Task prompt: Restate the data exactly as given and keep the pictures out.

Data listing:

________________

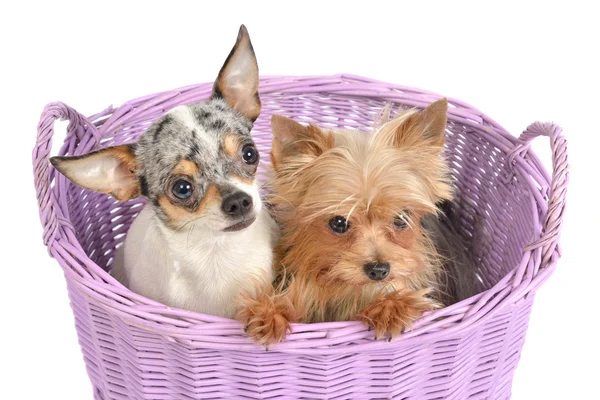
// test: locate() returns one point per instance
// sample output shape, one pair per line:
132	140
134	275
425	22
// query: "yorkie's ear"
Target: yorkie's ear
425	127
290	138
111	170
237	82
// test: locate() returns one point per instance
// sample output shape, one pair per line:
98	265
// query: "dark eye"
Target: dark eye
339	224
250	154
401	221
182	189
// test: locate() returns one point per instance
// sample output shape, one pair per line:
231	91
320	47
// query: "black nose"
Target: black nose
377	271
237	204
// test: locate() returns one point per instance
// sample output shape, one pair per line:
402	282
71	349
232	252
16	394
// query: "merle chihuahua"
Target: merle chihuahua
203	236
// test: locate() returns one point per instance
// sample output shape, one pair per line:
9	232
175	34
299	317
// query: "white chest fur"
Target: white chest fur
195	269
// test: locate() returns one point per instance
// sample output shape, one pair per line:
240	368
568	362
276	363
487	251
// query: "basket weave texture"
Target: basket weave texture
508	207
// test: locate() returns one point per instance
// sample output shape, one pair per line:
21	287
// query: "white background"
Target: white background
517	62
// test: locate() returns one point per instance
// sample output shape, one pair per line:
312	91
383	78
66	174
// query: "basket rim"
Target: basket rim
199	330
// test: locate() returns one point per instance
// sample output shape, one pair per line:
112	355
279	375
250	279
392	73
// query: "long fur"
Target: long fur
369	180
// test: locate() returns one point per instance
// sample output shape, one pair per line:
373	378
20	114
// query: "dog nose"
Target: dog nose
237	204
377	271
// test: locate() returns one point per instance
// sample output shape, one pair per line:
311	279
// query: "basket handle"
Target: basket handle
78	128
558	186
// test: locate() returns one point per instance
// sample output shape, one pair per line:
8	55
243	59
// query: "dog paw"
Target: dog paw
266	319
393	313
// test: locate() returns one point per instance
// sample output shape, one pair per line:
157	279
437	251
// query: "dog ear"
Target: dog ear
294	139
111	170
427	126
237	82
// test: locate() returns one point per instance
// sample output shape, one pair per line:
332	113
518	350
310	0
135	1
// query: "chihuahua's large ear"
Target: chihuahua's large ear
427	126
305	143
237	82
111	170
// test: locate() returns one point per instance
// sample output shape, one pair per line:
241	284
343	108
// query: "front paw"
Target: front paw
266	318
392	313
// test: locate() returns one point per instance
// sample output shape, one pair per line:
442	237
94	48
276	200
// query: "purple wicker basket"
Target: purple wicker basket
134	348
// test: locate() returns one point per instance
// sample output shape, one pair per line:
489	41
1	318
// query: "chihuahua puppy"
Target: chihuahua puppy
202	237
352	207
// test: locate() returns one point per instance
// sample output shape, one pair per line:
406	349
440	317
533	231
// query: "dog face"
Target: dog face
352	203
195	164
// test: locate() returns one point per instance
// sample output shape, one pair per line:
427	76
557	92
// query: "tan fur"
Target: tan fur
111	171
368	179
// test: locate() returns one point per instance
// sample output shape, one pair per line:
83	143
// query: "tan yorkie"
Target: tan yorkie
354	209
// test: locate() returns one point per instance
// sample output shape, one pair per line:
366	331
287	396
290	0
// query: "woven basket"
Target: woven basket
135	348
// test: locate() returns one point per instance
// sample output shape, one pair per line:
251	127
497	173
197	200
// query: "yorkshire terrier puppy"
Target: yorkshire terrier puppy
352	207
203	236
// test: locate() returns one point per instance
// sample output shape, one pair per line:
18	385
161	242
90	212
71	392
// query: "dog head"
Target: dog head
351	203
197	162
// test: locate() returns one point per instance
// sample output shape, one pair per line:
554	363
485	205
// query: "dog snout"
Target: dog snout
237	205
377	271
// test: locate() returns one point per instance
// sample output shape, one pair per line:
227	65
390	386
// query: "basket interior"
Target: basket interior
494	209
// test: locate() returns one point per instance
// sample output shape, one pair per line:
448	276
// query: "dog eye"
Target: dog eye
182	189
250	154
400	222
339	224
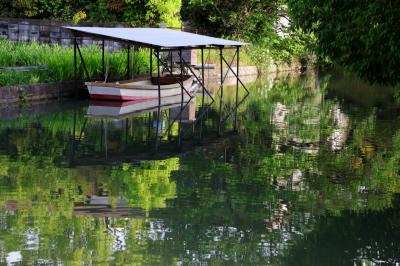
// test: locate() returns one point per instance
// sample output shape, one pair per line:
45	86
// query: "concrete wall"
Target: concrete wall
12	94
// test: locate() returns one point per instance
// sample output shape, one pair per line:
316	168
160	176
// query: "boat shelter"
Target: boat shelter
161	40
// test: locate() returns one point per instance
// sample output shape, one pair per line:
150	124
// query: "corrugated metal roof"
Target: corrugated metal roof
156	37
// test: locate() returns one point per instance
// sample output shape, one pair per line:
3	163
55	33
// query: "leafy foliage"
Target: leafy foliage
60	62
360	35
130	12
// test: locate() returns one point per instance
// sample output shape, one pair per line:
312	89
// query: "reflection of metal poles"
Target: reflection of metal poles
128	66
102	61
159	97
151	62
221	91
126	131
105	141
203	91
71	162
182	88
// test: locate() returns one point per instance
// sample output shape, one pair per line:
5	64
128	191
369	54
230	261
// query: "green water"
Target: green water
310	178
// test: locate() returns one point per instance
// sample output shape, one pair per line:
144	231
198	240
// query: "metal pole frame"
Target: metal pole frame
82	60
151	62
103	71
238	83
157	53
128	63
201	82
183	89
221	90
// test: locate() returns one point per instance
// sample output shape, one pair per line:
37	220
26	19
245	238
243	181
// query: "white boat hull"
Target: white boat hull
136	90
115	110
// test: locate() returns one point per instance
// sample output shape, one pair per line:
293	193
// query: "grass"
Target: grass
60	62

________________

Complete response:
// test: locate() returns one point per instance
// sample output shape, one pair per line:
132	140
134	275
425	22
// query: "yorkie's ear"
Target: yorkie's ear
425	127
290	138
111	170
237	82
// test: locate() returns one point per instance
// sample output shape, one pair per line:
98	265
// query: "dark eye"
Target: dark eye
339	224
250	154
401	221
182	189
// test: locate() returns one point per instance
// sample output shape, one pair per line:
231	91
320	47
// query: "black nose"
Target: black nose
377	271
237	204
// test: locate() returns one point per instance
// sample output shape, one pair per line:
402	282
71	349
232	252
16	394
// query: "merle chihuahua"
Target: merle chihuahua
203	236
// test: locate() returns one point per instance
// sample output shape, one pair per line:
9	232
175	34
299	317
// query: "white chest fur"
Target: white chest fur
195	269
// test: locate() returns one point per instance
// sample output shape, one pair per line:
240	368
568	362
276	363
487	251
// query: "basket weave texture"
Target: basket weave texture
508	207
// test: locate() returns one point per instance
// sample output shape, one pair per line:
21	287
// query: "white background"
Target: white background
517	62
// test: locate() returns one point per instance
// sample output shape, one pair per line:
312	91
383	78
66	174
// query: "basket rim"
Target: basket rim
199	330
// test: locate() returns one point per instance
// sample output shape, one pair per line:
112	355
279	375
250	279
392	73
// query: "long fur"
Target: long fur
369	180
// test: locate() returns one point per instance
// sample output shape, one pair per line:
373	378
20	114
// query: "dog nose"
Target: dog nose
237	204
377	271
// test: locate() returns one point per instance
// sample output shape, one pair per line:
311	279
// query: "basket handle"
Target: basket handle
78	128
558	186
// test: locate() returns one point per instance
// sample output shape, one pair per line:
8	55
243	59
// query: "dog paw"
Target: dog paw
266	319
393	313
// test: locate() returns one point per instance
// sample output shape, one pair per line:
157	279
437	251
// query: "dog ear"
Target: dog ear
294	139
111	170
427	126
237	82
// test: locate() returns one point per instance
// sample output shape, one pair per line:
332	113
518	350
310	0
135	1
// query: "chihuahua's large ear"
Target: chihuahua's large ear
427	126
305	143
237	82
111	170
// test: locate() returns one point per instance
// sample output shape, one pair per line:
241	284
343	108
// query: "front paw"
Target: front paw
266	318
392	313
// test: locate() returns one point per instance
// sample output shape, one pair per line:
442	237
94	48
276	200
// query: "purple wicker basket"
Target: purple wicker basket
134	348
// test: locate() returns one point per instance
// sample output shape, one pair per line:
489	41
1	318
// query: "chihuahua puppy"
Target: chihuahua puppy
202	237
352	207
// test: locate() returns one point per instance
// sample output shape, one pair per line:
406	349
440	317
533	231
// query: "dog face"
Target: dog face
352	203
195	164
// test: locate() returns one point per instance
// sample output shape, one pair per line:
427	76
557	92
// query: "tan fur"
Target: tan fur
111	171
368	179
// test: locate() returns one point per instance
// sample output shape, one pair per line:
83	143
// query: "tan yorkie"
Target: tan yorkie
354	209
// test: locate() returns one point per instance
// sample output shape, one pair per line:
366	331
287	396
290	0
// query: "woven basket"
Target: woven basket
135	348
// test: locate() returns one point per instance
// sample output shape, one pair per line:
251	127
497	173
197	200
// query: "yorkshire terrier puppy"
Target: yorkshire terrier puppy
352	207
203	236
// test: locate() returns one point per instance
// sample output shape, one pair per line:
18	385
161	242
90	212
71	392
// query: "dog head"
Target: dog head
351	203
197	162
// test: locate() returns one point per instance
// sample output shape, one pair per line:
554	363
485	205
// query: "dog snout"
Target: dog snout
237	205
377	271
// test: locate() returns one point per instance
// sample output shape, one pair per line:
227	65
390	386
// query: "basket interior"
Target: basket interior
494	209
// test: locate() returns one point per instance
// sample output shape, one pair per line:
448	276
// query: "dog eye"
Target: dog eye
182	189
250	154
400	222
339	224
// test: locate() returns one point per instance
// sample output shape, one pair per line:
45	86
// query: "concrete wall"
Target: concrete wall
12	94
// test: locate() returns one point per instance
// sample output shape, one pair per line:
316	168
160	176
// query: "boat shelter"
Target: boat shelter
161	40
// test: locate() returns one point per instance
// sample output shape, one pair per line:
150	124
// query: "corrugated metal roof"
Target: corrugated metal roof
156	37
// test: locate() returns one point per instance
// sample output shape, one pair per line:
3	163
55	33
// query: "leafy foliage"
Target: leafy foliage
60	62
360	35
130	12
// test: locate() returns one point per instance
// sample output shape, one pair per line:
312	89
// query: "reflection of metal poles"
Target: reflection of metal poles
128	66
102	61
159	97
151	62
221	91
126	131
105	141
203	91
71	162
182	88
// test: locate() returns one point per instance
// sample output shape, one pair per line:
5	64
128	191
369	54
230	261
// query: "green water"
Target: green water
310	178
// test: locate() returns one point per instance
// sample output shape, one pair per line:
144	231
198	240
// query: "metal pole frame"
Target: metal pole frame
82	60
151	62
103	71
238	83
157	53
128	63
201	82
183	89
221	90
// test: locate() returns one point per instance
// sample output shape, one pair per line:
37	220
26	19
245	238
243	181
// query: "white boat hull"
Target: white boat hull
136	90
115	110
// test: locate() returns one point per instance
// sample output shape, one pair per line:
293	193
// query: "grass"
Target: grass
60	62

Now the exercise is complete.